_STATED PROBLEM_
Arrange every one of the records below as a numbered list, one line per item with blank lines dropped. Leave the pictures out of your answer.

_TASK INPUT_
##########
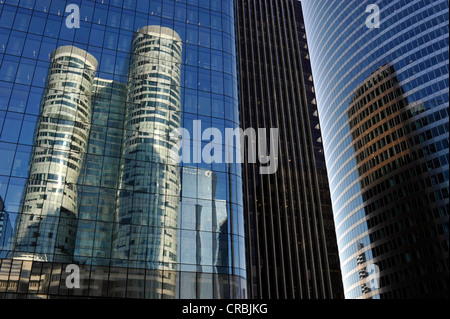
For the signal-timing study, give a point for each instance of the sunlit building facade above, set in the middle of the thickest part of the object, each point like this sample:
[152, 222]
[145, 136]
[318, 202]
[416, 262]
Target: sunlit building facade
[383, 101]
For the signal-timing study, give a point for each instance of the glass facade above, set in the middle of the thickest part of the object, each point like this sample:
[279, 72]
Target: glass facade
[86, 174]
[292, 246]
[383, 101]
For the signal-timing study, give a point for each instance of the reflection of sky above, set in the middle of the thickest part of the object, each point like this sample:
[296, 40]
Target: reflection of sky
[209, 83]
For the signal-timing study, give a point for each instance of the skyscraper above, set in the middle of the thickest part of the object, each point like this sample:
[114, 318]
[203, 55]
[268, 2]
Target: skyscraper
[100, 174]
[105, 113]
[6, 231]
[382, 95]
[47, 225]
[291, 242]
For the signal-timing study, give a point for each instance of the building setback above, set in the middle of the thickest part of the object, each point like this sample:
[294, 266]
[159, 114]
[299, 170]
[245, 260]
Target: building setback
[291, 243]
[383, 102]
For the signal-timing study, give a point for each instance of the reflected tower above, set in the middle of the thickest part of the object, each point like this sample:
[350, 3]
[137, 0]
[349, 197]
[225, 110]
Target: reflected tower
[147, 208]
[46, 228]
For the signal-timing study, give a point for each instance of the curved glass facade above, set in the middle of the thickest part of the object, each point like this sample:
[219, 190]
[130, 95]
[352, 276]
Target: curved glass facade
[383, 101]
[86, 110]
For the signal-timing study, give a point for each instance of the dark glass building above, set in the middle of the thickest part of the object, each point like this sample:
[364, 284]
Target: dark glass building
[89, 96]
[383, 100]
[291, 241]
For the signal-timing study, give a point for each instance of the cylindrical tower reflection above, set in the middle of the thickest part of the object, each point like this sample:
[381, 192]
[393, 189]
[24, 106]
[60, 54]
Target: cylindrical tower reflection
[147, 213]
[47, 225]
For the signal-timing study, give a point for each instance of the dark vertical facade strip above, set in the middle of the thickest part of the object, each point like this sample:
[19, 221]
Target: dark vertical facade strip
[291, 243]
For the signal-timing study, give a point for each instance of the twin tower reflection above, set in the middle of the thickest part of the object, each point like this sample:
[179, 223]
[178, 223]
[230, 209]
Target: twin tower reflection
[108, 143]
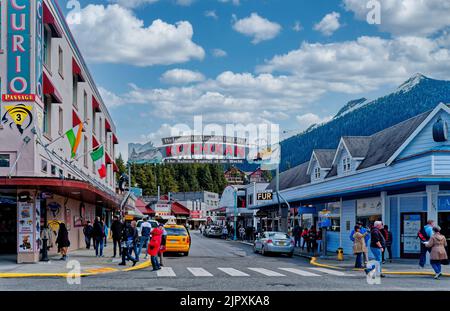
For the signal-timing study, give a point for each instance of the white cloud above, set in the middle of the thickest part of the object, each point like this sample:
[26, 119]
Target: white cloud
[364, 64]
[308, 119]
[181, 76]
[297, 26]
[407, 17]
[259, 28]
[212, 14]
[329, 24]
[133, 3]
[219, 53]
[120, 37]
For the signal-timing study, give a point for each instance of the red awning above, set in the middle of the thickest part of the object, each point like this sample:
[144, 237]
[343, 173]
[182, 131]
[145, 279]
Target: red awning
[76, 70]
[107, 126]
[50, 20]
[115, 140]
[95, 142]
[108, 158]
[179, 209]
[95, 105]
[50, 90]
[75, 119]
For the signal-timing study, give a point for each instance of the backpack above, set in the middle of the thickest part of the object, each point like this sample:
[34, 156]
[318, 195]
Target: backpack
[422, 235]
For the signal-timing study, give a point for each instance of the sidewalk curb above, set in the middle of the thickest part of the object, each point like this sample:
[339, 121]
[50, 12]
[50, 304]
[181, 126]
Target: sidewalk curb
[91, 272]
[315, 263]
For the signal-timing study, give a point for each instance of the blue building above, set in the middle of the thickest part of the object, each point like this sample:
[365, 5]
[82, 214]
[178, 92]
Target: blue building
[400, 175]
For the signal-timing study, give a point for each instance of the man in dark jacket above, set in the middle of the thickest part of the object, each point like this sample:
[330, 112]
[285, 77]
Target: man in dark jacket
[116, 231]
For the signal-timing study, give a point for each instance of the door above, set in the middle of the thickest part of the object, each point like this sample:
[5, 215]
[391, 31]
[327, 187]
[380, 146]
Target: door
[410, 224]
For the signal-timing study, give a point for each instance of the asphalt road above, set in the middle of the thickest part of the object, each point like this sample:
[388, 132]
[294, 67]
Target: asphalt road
##########
_RESULT FOR THIS EXERCISE_
1. For the signal-timing study, give a point for each instance of the sunlit building facade above, set in the middle of the thickest part of the object, each point like this sample:
2. [152, 222]
3. [145, 136]
4. [318, 202]
5. [416, 262]
6. Target: sunlit building facade
7. [383, 101]
8. For the signal-timing study, give a point for each instance of the glass facade above, set in the middle of the thickest part of the object, each point like this sample:
9. [279, 72]
10. Target: glass facade
11. [86, 174]
12. [292, 246]
13. [383, 101]
14. For the signal-timing study, give a point for each instance of the reflection of sky above, set in the middle of the thickest part of the object, each point like this sample:
15. [296, 40]
16. Target: reflection of sky
17. [209, 83]
18. For the signal-timing study, give a point for each instance of the skyscraper above, set in the middle of the thickest part of the object, each point like this sample:
19. [114, 318]
20. [203, 55]
21. [268, 2]
22. Target: skyscraper
23. [100, 174]
24. [105, 113]
25. [6, 231]
26. [382, 95]
27. [47, 225]
28. [291, 242]
29. For the signal-timing study, give a point for each instance of the building setback above, set in the middle of the thickest part of the object, each point like this sample:
30. [294, 266]
31. [159, 114]
32. [299, 170]
33. [245, 260]
34. Target: building setback
35. [291, 243]
36. [383, 102]
37. For the signal-timing study, give a point for each instance of the reflected tower above, set in the middle of the thickest part of the object, each point like this sample:
38. [350, 3]
39. [137, 0]
40. [349, 197]
41. [225, 110]
42. Target: reflected tower
43. [147, 208]
44. [46, 228]
45. For the signal-timing study, give a point for each instance of the curved glass facade above, set in the middle of the thickest part of the object, each point like this sample:
46. [219, 190]
47. [130, 95]
48. [352, 276]
49. Target: curved glass facade
50. [383, 101]
51. [86, 110]
52. For the signal-timing study, give a point for each instance of the dark glass building above, set in the middle of the thickest part of the object, each point like this sample:
53. [364, 284]
54. Target: dark glass building
55. [89, 96]
56. [383, 100]
57. [291, 241]
58. For the signal-timing study, give a point for each instance of the cylindrical tower reflection above, set in the middle of the thickest part of the object, each point like this sample:
59. [381, 192]
60. [393, 189]
61. [24, 106]
62. [60, 54]
63. Target: cylindrical tower reflection
64. [147, 213]
65. [47, 225]
66. For the signal-timing study, give a point for each instance of the dark vertical facade strip above, set in the middle of the thickest part of the object, each point like this sample:
67. [19, 221]
68. Target: dark vertical facade strip
69. [291, 243]
70. For the signal-timing study, give a point for each instance of the twin tower reflection above, set in the middle of the thickest part of the object, each point like this sample:
71. [179, 223]
72. [178, 223]
73. [230, 209]
74. Target: twin tower reflection
75. [108, 143]
76. For the signal-timing study, give a point for each instance of the white cloud above, set in the middle of the thickest part of the object, each point like this sample:
77. [26, 119]
78. Target: white cloud
79. [364, 64]
80. [308, 119]
81. [181, 76]
82. [297, 26]
83. [407, 17]
84. [259, 28]
85. [212, 14]
86. [329, 24]
87. [133, 3]
88. [219, 53]
89. [120, 37]
90. For the signal-timing study, give a point for each instance of the red awning above, set in the middle of the thickest part of the object, each point like this sample:
91. [144, 237]
92. [343, 173]
93. [182, 131]
94. [145, 279]
95. Target: red awning
96. [76, 70]
97. [107, 126]
98. [50, 20]
99. [115, 140]
100. [95, 142]
101. [108, 158]
102. [179, 209]
103. [95, 105]
104. [50, 90]
105. [75, 119]
106. For the signal-timing study, give a point for each instance of the backpack above, set in the middle of the thickest part of the object, each point like this sample:
107. [34, 156]
108. [318, 195]
109. Target: backpack
110. [422, 235]
111. For the signal-timing study, give a point for each instance of the sidewalk curb above, set in the middle of the thickest part of the object, each point like this sample:
112. [339, 121]
113. [50, 12]
114. [50, 304]
115. [181, 126]
116. Target: sidewalk curb
117. [91, 272]
118. [315, 263]
119. For the signal-timing study, give a point for each instance of the blue building above, set in the middle of the thickest part of the object, each point like this sample:
120. [365, 5]
121. [82, 214]
122. [178, 92]
123. Target: blue building
124. [400, 175]
125. For the signal-timing study, give a point for each instance of the man in dark jacket above, set in the middle of the thickest part of the object, each point like this sample:
126. [330, 112]
127. [285, 77]
128. Target: man in dark jacket
129. [116, 231]
130. For the signal-timing study, give a point for each instance of the door above, set in the middle of the thickest part of the object, each point like this sample:
131. [5, 215]
132. [391, 31]
133. [327, 187]
134. [380, 146]
135. Target: door
136. [410, 224]
137. For the signal-timing study, give a point for each instance of the asphalt road above, set in the middle of the thickest part of the object, each point like this sample:
138. [388, 132]
139. [294, 67]
140. Target: asphalt road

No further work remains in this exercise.